▶ **Gösterilen metin**

Hikmet Aksoy

Terör... Polis... Milliyetçilik...

Hikmet Aksoy

Terör bu kez diplomasiye yöneldi. Rusya'nın Ankara Büyükelçisi Andrea Karov  sanatsal duygu ve heyecanlar yaşadığı dakikalarda suikaste maruz kaldı. Öldürüldü.

Ne acıdır ki, menfur olayı gerçekleştiren ise bir polis...

İnsanın aklının duracağı geliyor.

Bir polis,  konuk Büyükelçiyi tabancayla öldürüyor.

Hayra alamet bir şey değil!

O polis, görevli olsun olmasın, her durumda Büyükelçinin güvenliğini vicdani ve mesleki  sorumluluk duyarak  sağlamak durumda iken; yaptığı aşağılık harekete bakar mısınız?

Vatan kurtaran aslan mübarek!..

Neymiş?

Milliyetçilik damarı kabarmış, tetiği çekerken Halep'teki insanlık dramını anımsatmak için;  "Halep'i unutmayın. Suriye'yi unutmayın. Allahu ekber!.." diye haykırmış.

İyi nane yemiş!..

Böyle milliyetçilik(!) mi olur?

Salaklık... Hiçbir Türk milliyetçisi salak olamaz. Çünkü, bin kez ülkesini, insanını düşünür. Ondan sonra yine düşünür...

Düşünür ve eylemini ülkesi ve insanı için yapmaktan da geri durmaz. Çünkü, bu noktadan ötesi yoktur ve yapacağı eylemden başka bir çaresi kalmamıştır onun için...

Ne yaptın?

Milliyetçilik(!) ayağına yatıp, "vatan kurtaran aslan" havalarına girip, Rus Büyükelçisine kurşun yağdırdın.

Ulan o Büyükelçi,  tüm varlığıyla sana emanet...

Misafirin...

Aklınca iş yaptın güya!

xxx

Bir devlet görevlisi polisin, bir diğer ülkenin mensubu kişiyi  tabancayla vurup öldürmesi ülkemizde terörün nerelere ulaştığının işareti oldu.

▶ **Veri kümesi kayıtları**

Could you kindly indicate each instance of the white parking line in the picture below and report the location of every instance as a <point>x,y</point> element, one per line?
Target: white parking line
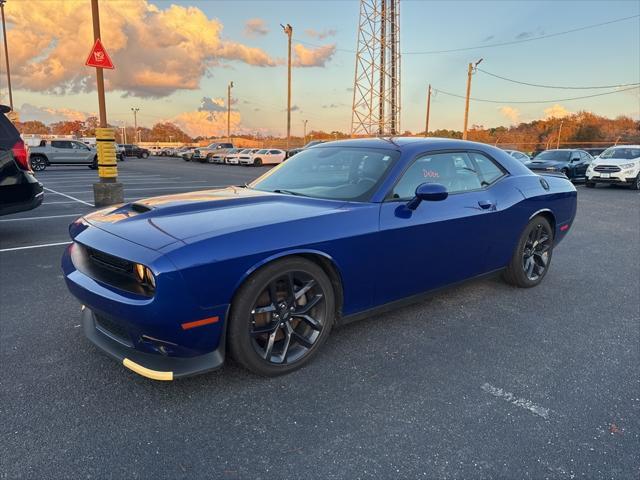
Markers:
<point>13,249</point>
<point>22,219</point>
<point>518,402</point>
<point>69,197</point>
<point>199,188</point>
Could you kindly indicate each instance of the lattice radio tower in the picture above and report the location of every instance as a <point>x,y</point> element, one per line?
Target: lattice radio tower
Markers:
<point>376,89</point>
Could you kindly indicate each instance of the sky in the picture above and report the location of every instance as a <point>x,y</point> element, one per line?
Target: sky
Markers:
<point>174,61</point>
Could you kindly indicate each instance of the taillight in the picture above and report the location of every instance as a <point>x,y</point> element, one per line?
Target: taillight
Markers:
<point>21,155</point>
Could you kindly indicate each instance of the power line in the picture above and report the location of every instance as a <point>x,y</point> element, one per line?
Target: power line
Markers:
<point>491,45</point>
<point>534,101</point>
<point>524,40</point>
<point>556,87</point>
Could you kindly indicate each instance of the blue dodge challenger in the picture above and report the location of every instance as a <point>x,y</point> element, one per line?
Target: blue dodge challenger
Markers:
<point>340,231</point>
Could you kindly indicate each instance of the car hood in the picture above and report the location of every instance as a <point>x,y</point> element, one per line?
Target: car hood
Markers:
<point>160,221</point>
<point>544,163</point>
<point>614,161</point>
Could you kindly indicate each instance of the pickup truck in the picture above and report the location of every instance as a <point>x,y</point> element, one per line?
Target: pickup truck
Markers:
<point>206,154</point>
<point>62,152</point>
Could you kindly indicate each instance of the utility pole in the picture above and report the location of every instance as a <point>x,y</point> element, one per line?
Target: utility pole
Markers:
<point>229,87</point>
<point>135,111</point>
<point>470,72</point>
<point>288,30</point>
<point>559,133</point>
<point>107,191</point>
<point>426,127</point>
<point>6,53</point>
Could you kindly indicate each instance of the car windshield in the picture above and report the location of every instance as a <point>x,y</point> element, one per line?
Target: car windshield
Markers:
<point>555,155</point>
<point>622,153</point>
<point>337,173</point>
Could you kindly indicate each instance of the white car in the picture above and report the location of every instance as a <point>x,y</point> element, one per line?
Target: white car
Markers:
<point>619,165</point>
<point>246,156</point>
<point>266,156</point>
<point>232,158</point>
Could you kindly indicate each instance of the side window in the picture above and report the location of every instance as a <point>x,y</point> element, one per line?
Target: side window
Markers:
<point>489,172</point>
<point>453,170</point>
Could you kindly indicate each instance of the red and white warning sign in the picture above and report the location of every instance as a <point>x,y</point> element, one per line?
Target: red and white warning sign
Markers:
<point>99,57</point>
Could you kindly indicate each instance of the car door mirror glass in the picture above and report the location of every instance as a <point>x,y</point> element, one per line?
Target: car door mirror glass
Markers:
<point>428,192</point>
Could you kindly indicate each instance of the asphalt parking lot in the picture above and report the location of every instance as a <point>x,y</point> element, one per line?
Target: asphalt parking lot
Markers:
<point>480,381</point>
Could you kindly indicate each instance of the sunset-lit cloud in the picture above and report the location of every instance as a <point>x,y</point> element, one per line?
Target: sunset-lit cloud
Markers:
<point>51,115</point>
<point>206,124</point>
<point>255,27</point>
<point>312,57</point>
<point>322,34</point>
<point>513,114</point>
<point>556,111</point>
<point>157,51</point>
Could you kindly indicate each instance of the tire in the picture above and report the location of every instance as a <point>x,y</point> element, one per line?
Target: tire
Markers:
<point>277,341</point>
<point>38,163</point>
<point>532,257</point>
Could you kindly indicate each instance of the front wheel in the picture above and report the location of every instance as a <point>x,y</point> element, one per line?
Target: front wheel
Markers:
<point>38,163</point>
<point>281,316</point>
<point>532,256</point>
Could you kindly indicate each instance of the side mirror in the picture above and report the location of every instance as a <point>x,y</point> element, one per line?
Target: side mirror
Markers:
<point>429,192</point>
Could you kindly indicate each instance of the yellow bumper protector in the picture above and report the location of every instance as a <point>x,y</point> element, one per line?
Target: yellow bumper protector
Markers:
<point>147,372</point>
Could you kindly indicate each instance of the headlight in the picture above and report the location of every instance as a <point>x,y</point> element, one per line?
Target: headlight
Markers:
<point>145,275</point>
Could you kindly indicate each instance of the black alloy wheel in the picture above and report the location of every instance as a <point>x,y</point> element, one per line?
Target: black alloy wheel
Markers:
<point>38,163</point>
<point>281,316</point>
<point>532,256</point>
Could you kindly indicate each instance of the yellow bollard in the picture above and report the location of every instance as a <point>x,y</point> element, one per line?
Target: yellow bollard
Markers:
<point>107,162</point>
<point>107,191</point>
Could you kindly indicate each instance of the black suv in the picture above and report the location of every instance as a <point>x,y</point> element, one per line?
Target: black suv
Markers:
<point>135,151</point>
<point>19,189</point>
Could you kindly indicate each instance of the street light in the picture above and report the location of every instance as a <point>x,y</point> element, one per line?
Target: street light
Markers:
<point>6,53</point>
<point>229,111</point>
<point>288,30</point>
<point>471,70</point>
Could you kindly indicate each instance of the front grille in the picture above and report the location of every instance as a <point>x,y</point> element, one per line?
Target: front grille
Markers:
<point>607,168</point>
<point>113,330</point>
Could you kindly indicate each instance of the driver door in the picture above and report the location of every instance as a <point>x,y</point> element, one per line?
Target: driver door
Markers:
<point>439,243</point>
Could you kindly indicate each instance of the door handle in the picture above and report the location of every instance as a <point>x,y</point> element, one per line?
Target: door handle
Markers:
<point>486,204</point>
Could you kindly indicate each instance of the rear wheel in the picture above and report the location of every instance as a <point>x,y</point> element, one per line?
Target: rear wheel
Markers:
<point>38,163</point>
<point>532,257</point>
<point>281,316</point>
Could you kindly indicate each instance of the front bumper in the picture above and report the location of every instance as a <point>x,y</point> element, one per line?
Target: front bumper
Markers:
<point>153,366</point>
<point>623,177</point>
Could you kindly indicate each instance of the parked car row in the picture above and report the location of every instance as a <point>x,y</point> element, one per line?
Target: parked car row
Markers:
<point>613,165</point>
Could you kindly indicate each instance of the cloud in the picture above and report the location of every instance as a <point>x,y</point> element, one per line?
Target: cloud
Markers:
<point>556,111</point>
<point>206,124</point>
<point>208,104</point>
<point>50,115</point>
<point>156,51</point>
<point>321,35</point>
<point>255,27</point>
<point>511,113</point>
<point>312,57</point>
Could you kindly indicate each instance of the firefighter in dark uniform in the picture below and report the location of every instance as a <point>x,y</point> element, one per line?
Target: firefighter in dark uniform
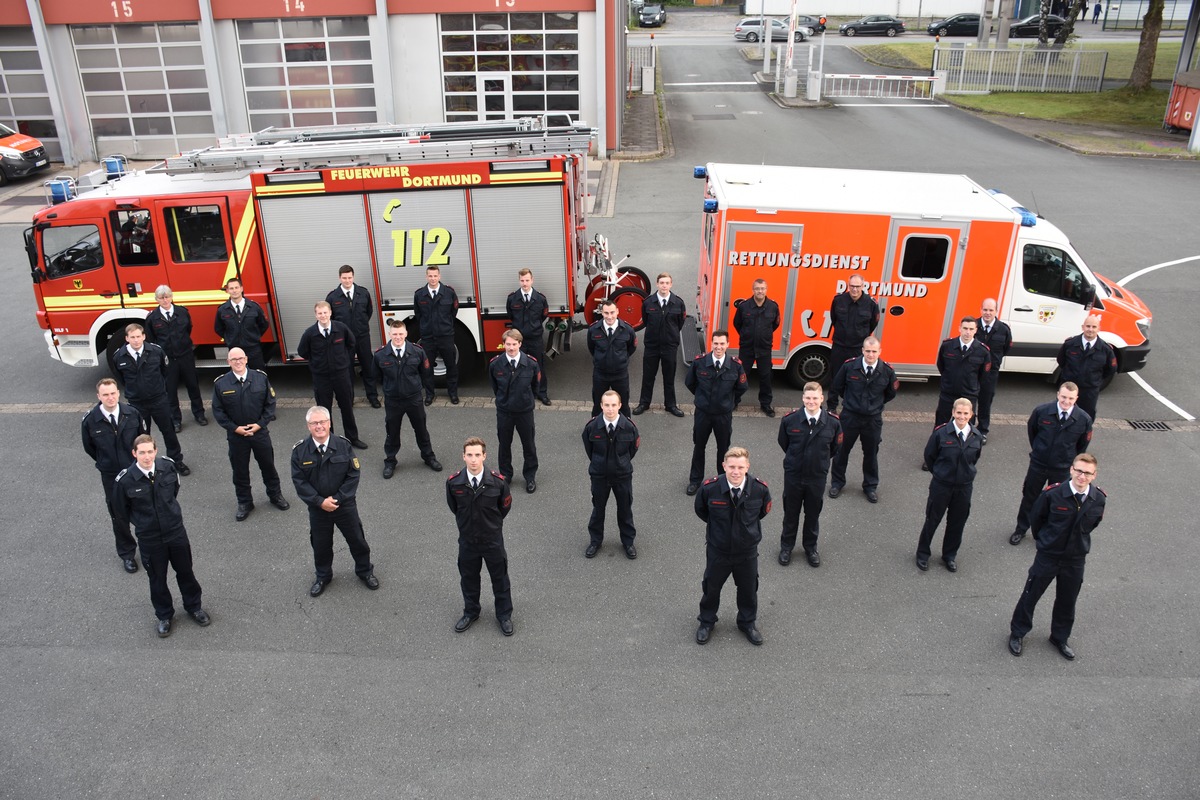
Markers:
<point>865,385</point>
<point>611,441</point>
<point>718,382</point>
<point>325,474</point>
<point>809,438</point>
<point>145,497</point>
<point>663,314</point>
<point>951,455</point>
<point>756,322</point>
<point>351,306</point>
<point>436,306</point>
<point>1062,522</point>
<point>241,323</point>
<point>528,311</point>
<point>963,362</point>
<point>169,326</point>
<point>611,343</point>
<point>515,379</point>
<point>855,317</point>
<point>143,367</point>
<point>732,506</point>
<point>480,500</point>
<point>999,338</point>
<point>1057,432</point>
<point>108,434</point>
<point>1087,361</point>
<point>244,404</point>
<point>405,372</point>
<point>329,349</point>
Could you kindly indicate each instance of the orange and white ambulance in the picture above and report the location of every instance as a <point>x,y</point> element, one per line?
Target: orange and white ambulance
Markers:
<point>930,250</point>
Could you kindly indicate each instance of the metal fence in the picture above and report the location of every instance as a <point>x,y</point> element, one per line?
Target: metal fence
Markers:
<point>1026,68</point>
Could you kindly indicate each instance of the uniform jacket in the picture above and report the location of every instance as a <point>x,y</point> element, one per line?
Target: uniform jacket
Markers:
<point>611,456</point>
<point>1087,370</point>
<point>407,377</point>
<point>853,322</point>
<point>610,356</point>
<point>717,392</point>
<point>733,529</point>
<point>663,325</point>
<point>335,475</point>
<point>355,316</point>
<point>244,331</point>
<point>151,509</point>
<point>1061,525</point>
<point>1055,443</point>
<point>756,325</point>
<point>479,512</point>
<point>514,389</point>
<point>328,355</point>
<point>145,377</point>
<point>807,450</point>
<point>237,404</point>
<point>862,395</point>
<point>435,317</point>
<point>951,459</point>
<point>174,336</point>
<point>961,373</point>
<point>112,450</point>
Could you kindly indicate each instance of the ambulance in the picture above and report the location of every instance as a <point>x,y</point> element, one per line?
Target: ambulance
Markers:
<point>930,248</point>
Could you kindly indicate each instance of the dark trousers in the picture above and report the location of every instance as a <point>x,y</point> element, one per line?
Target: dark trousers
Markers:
<point>869,429</point>
<point>622,487</point>
<point>444,347</point>
<point>325,389</point>
<point>1069,573</point>
<point>807,497</point>
<point>523,423</point>
<point>471,563</point>
<point>949,500</point>
<point>240,449</point>
<point>157,553</point>
<point>652,360</point>
<point>603,382</point>
<point>718,567</point>
<point>160,414</point>
<point>703,426</point>
<point>321,534</point>
<point>126,546</point>
<point>183,370</point>
<point>1037,477</point>
<point>395,410</point>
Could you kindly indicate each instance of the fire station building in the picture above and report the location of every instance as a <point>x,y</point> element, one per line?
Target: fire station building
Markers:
<point>151,78</point>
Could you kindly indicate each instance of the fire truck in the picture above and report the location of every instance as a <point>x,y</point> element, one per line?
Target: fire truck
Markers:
<point>930,250</point>
<point>285,208</point>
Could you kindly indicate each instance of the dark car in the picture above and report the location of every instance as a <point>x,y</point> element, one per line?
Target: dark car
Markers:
<point>955,25</point>
<point>1029,26</point>
<point>880,24</point>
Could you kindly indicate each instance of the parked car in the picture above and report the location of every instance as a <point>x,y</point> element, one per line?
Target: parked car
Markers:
<point>1029,26</point>
<point>881,24</point>
<point>750,29</point>
<point>955,25</point>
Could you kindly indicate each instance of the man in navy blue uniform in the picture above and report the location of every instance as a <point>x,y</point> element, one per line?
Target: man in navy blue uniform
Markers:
<point>1062,522</point>
<point>951,455</point>
<point>108,433</point>
<point>351,305</point>
<point>1057,432</point>
<point>732,506</point>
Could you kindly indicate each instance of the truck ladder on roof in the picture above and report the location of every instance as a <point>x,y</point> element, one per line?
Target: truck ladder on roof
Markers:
<point>379,144</point>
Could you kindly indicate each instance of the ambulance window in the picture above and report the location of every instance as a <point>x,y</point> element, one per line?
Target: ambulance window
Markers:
<point>196,233</point>
<point>925,258</point>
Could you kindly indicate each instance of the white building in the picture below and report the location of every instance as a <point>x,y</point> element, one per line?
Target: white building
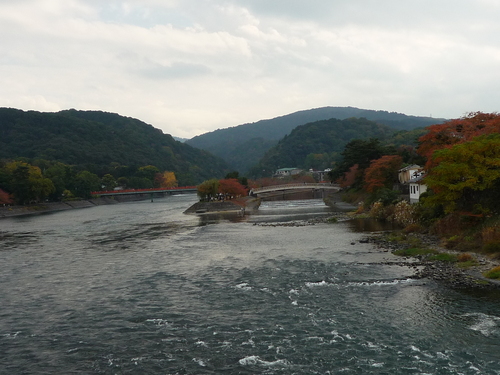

▶ **İş talimatları**
1. Kayıtlarda "Could you kindly indicate each instance of the sky" ifadesini içeren satırla "<point>174,61</point>" ifadesini içeren satır arasındaki satırları (ikisi de dahil), istekler dahil yeniden yaz. Bunu yaparken yalnızca yanıtlardaki koordinatları 1,45 ile çarparak ölçekle ve tam sayıya yuvarla; buçukluları yukarı yuvarla.
2. Rus Büyükelçisine yapılan suikast üzerine yazılmış yazıyı, gösterilen son cümleden sonra devam ettir.

▶ **Görev sonuçları**
1.
Could you kindly indicate each instance of the sky in the picture above and report the location of every instance as a <point>x,y</point> element, one per line?
Target: sky
Markers:
<point>252,88</point>

2.
Eskiden özellikle polis ve öğretmen olacaklar için "kırk dereden su getirtilir, gelmişi/geçmişi sorulur", araştırılırdı.

Şimdi?..

Göstermelik sınavları kazananlar polis de oluyor, öğretmen de...

Çünkü, sınav soruları aylar öncesinden "bizden olan" adaylara servis edilmedi mi bu ülkede?

"Biz... Bizim... Bizden..." yönetim anlayışı...

Sonuç; devletin güvenlik görevlisi suikast yapıyor.

xxx

Bir çuval inciri berbat etme" noktasındayız. Noktasındayız ve hiç de iyi havada değiliz.

Belli ki, dış güçler "cirit atıyor"  ülkede...

Yirmi birinci yüzyılın başında,  silahlı savaşı ülkelerinden uzak tutmayı kendilerine yeğleyen devletler;  güçleri oranında bunu şimdilik başarıyor görünüyorlar.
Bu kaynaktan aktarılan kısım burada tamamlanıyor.